━━━━━ DATA LISTING

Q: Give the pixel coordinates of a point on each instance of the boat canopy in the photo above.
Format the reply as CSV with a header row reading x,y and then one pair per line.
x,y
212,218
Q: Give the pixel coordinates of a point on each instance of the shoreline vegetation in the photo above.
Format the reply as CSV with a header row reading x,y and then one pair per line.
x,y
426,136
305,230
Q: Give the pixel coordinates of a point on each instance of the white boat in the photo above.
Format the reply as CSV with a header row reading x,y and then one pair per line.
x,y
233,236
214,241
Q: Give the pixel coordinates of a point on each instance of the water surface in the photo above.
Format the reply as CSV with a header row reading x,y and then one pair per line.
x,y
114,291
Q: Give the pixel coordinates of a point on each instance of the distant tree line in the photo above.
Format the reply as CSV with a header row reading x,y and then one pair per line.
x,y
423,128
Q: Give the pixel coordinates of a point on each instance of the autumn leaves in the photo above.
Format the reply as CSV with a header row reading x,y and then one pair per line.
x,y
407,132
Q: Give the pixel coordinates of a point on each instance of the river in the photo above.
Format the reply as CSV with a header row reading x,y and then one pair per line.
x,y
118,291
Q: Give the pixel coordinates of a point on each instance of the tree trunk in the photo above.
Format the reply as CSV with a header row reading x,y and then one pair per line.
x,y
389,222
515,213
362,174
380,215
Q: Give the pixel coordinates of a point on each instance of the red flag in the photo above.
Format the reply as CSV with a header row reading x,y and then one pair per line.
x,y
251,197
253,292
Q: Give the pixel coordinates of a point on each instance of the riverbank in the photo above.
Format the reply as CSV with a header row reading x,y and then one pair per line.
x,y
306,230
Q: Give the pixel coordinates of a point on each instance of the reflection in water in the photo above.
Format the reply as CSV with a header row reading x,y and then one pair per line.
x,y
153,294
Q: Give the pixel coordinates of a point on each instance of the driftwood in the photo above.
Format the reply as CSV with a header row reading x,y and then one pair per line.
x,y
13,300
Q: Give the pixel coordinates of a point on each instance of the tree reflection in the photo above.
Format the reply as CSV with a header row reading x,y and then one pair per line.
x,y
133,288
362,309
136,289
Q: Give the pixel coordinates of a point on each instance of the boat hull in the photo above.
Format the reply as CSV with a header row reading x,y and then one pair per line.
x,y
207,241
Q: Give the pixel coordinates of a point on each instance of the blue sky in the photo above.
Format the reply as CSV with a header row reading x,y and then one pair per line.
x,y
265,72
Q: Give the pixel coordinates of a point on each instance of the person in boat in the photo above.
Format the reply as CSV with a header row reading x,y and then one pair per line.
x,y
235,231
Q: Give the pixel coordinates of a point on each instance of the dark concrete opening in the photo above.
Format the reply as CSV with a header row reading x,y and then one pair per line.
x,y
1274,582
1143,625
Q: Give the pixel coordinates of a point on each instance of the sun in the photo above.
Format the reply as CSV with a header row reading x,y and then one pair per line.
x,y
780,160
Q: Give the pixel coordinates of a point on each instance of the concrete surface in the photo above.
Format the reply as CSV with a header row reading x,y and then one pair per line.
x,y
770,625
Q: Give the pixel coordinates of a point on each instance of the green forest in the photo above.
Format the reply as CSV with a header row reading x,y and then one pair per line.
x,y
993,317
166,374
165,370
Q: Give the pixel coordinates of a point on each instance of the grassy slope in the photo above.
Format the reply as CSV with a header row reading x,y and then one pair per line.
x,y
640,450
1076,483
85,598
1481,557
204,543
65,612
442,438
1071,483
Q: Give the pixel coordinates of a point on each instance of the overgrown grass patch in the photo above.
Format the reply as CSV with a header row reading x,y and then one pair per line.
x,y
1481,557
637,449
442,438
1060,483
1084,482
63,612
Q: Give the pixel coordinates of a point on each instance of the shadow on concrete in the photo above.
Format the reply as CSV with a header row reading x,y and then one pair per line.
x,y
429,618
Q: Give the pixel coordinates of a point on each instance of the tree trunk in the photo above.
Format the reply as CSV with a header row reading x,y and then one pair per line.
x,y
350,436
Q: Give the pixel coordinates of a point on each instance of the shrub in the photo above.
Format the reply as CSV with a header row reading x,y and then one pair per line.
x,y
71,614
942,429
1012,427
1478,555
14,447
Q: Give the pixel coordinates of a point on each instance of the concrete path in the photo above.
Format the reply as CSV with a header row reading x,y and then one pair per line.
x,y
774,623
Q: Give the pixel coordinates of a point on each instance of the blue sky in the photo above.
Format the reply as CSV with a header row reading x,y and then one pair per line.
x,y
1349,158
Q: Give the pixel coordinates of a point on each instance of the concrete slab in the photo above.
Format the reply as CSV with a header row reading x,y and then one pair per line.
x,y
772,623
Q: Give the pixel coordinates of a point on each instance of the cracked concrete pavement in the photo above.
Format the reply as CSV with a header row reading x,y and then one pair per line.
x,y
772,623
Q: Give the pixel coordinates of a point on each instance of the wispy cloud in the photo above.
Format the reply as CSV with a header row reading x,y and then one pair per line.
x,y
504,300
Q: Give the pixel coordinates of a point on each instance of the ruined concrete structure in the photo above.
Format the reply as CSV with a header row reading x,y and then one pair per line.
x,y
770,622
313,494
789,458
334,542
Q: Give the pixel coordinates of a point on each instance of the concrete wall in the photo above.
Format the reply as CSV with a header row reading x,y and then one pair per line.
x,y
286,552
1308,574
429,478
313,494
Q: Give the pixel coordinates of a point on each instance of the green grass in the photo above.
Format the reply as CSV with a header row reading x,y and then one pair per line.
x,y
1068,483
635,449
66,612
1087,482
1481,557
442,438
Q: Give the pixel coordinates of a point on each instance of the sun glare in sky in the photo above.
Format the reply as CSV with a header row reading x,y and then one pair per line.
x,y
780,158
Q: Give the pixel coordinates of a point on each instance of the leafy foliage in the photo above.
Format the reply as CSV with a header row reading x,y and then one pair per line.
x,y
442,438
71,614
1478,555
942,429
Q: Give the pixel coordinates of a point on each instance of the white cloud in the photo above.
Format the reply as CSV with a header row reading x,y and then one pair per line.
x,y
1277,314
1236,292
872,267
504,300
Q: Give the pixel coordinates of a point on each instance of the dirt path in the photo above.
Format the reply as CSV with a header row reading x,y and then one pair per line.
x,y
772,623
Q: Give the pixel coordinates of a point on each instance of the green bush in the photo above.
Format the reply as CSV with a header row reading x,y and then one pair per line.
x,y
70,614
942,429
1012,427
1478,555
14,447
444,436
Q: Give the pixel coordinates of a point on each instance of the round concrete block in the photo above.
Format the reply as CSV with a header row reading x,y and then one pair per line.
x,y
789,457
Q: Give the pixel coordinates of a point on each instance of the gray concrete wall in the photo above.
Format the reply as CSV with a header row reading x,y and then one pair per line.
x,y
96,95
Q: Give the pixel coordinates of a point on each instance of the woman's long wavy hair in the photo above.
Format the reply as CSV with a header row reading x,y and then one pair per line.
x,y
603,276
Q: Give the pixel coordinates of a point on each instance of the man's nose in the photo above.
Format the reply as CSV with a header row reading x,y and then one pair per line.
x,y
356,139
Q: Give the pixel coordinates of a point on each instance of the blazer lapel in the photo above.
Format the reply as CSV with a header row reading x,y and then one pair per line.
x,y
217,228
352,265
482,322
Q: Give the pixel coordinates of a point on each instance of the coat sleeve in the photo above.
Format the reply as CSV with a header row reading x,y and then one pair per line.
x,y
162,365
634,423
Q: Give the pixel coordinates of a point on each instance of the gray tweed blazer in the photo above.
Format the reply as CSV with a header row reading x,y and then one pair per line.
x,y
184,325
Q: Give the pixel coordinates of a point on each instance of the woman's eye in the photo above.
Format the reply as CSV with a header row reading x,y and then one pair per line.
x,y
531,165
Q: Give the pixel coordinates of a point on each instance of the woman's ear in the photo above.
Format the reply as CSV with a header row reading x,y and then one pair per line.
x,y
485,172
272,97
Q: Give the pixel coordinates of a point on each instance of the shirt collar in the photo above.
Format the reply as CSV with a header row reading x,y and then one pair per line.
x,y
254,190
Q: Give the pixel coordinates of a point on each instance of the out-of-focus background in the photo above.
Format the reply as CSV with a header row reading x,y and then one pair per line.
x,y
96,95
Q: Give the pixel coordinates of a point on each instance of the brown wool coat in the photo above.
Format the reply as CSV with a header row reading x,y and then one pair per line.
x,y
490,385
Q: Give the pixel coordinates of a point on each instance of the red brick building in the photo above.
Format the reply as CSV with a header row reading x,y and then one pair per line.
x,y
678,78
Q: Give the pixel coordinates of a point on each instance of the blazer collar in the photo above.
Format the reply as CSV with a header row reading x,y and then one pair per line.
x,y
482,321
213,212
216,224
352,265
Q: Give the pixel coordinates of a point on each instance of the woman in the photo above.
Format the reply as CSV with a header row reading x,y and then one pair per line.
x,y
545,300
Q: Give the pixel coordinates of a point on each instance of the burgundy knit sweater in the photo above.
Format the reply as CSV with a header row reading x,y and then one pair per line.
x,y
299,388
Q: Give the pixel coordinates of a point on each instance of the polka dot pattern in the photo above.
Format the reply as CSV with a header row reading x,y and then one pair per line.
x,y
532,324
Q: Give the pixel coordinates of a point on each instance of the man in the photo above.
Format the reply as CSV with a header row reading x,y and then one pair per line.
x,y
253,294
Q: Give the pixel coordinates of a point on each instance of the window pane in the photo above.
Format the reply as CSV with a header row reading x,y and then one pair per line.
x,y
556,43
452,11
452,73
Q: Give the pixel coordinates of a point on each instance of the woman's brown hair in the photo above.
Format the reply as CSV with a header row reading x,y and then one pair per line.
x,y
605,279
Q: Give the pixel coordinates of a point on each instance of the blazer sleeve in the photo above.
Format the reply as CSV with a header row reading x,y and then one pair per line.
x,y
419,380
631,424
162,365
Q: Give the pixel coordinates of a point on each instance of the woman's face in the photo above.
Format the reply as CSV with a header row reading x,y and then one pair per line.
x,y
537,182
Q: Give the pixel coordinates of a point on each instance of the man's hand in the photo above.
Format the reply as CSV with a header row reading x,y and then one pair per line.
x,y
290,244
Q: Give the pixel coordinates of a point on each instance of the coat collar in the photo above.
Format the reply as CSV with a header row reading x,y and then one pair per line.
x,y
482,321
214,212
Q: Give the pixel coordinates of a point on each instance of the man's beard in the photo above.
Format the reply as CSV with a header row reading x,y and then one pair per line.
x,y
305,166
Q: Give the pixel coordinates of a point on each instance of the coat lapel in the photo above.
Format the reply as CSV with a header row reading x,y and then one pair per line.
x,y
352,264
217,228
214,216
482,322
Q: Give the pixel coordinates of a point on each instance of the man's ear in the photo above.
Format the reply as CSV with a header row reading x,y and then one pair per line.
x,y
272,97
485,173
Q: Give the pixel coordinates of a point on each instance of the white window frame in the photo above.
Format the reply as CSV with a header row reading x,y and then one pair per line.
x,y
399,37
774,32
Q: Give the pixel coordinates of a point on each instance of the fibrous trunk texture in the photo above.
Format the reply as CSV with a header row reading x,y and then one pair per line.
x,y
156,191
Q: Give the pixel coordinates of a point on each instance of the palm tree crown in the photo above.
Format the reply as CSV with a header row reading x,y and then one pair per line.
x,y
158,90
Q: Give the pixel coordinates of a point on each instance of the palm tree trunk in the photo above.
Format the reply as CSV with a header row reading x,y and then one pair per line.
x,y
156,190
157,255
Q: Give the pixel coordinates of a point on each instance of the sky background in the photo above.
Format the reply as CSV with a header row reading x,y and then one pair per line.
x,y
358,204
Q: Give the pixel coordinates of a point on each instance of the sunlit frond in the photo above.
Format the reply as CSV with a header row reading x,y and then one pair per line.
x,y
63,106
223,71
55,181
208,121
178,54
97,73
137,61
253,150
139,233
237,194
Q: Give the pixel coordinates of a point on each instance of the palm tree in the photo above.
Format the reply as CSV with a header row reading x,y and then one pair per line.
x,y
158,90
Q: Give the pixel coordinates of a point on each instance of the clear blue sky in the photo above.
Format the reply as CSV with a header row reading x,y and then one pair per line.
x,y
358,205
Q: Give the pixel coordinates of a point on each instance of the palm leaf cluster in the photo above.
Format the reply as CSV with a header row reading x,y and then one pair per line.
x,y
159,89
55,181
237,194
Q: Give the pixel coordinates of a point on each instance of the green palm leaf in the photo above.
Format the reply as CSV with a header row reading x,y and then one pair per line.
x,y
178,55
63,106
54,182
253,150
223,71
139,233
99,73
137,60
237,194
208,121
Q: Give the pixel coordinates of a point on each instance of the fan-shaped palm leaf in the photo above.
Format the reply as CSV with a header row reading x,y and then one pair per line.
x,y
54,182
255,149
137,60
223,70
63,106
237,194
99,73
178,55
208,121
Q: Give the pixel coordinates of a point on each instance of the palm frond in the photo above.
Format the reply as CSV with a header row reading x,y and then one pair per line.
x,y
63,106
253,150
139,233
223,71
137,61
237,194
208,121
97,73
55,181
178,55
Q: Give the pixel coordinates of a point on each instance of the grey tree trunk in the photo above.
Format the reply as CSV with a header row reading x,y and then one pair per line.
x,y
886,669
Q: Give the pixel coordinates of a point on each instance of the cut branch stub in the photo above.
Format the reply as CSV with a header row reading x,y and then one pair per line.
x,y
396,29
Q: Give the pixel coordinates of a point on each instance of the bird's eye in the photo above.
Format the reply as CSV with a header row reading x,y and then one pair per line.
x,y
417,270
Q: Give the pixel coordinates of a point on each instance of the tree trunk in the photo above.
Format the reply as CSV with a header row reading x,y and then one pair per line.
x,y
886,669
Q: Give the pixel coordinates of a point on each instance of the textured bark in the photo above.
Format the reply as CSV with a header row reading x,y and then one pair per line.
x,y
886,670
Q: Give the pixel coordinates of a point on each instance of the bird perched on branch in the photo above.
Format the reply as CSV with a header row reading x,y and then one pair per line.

━━━━━━━━━━

AIM OF THE TASK
Repeat only the stretch of lines that opens with the line containing "grey tree trunk in the photo above." and closes with the final line of the entries, both included, exactly as written.

FINAL RESULT
Q: Give the pixel coordinates of a point on each instance of the grey tree trunk in the photo above.
Format the reply as CSV with a header row reading x,y and then one pair per line.
x,y
886,669
Q: Give the pixel coordinates of a point on each instance of the cut branch stub in the photo above.
Format the reply as CSV with a header row reading x,y and then one pair per line.
x,y
396,29
Q: Give the pixel coordinates of a point on each instance of the bird's eye in the photo above.
Format the reply as CSV with a header row reading x,y and then one pair per line.
x,y
417,270
Q: Give the pixel coordinates of a point on each instance of the tree trunk in the photo above.
Format the reply as CSV with a header row reading x,y and then one pair per line.
x,y
886,669
Q: Give the pixel coordinates of a point on each instance of the textured bark in the photo above.
Format the reply as CSV with a header row reading x,y and then one pair per line.
x,y
886,670
Q: Give the pixel coordinates of a point on each instance of the bird perched on branch in the photo above.
Format the reply as CSV with a header row reading x,y and then one pair per line.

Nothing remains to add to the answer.